Task statement: Using the records below, repeat exactly the lines from the one holding "Identify one point per instance of the bird's gray" through the one holding "Identify one point per instance of the sunlit", both ends included, and no others.

------------------------------------------------

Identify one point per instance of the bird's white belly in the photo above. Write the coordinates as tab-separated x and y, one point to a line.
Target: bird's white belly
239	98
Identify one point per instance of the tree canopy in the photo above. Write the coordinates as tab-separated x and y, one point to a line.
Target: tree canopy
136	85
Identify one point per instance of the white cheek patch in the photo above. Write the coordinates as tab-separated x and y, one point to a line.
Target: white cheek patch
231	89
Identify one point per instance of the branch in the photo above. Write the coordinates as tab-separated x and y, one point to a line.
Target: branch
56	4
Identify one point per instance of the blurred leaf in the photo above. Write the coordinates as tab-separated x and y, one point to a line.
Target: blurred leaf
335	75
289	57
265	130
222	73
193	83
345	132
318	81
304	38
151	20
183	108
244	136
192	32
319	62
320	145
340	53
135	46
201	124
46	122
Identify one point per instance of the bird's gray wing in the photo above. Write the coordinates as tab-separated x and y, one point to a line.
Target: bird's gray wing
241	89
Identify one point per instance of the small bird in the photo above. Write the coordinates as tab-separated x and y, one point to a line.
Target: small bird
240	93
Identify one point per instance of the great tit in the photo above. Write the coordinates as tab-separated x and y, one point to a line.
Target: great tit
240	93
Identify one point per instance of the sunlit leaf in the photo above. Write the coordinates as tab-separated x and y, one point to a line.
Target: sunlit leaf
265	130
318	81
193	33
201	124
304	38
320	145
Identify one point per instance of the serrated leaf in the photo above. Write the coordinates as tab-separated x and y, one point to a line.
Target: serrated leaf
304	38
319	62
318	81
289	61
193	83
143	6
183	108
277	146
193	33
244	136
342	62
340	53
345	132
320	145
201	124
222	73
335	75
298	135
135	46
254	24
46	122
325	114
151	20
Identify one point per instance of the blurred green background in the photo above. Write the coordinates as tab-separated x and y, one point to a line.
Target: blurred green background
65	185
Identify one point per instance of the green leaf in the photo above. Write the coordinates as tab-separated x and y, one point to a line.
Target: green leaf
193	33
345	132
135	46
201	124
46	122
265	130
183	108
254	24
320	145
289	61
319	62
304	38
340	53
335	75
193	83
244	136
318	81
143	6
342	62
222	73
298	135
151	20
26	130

------------------------------------------------

Solution for this problem:
Identify one point per instance of the bird's gray wing in the photo above. Write the coordinates as tab-separated x and y, one point to a line.
Target: bird's gray wing
241	89
Identify one point per instance of the small bird in the photo above. Write the coordinates as tab-separated x and y, one point to a line.
Target: small bird
240	93
Identify one point per instance of the great tit in the photo above. Write the coordinates as tab-separated x and y, one point to a line.
Target: great tit
240	93
Identify one point per instance of the sunlit leaf in the photo above. Write the coordinates as tab-separated x and y, one point to a line.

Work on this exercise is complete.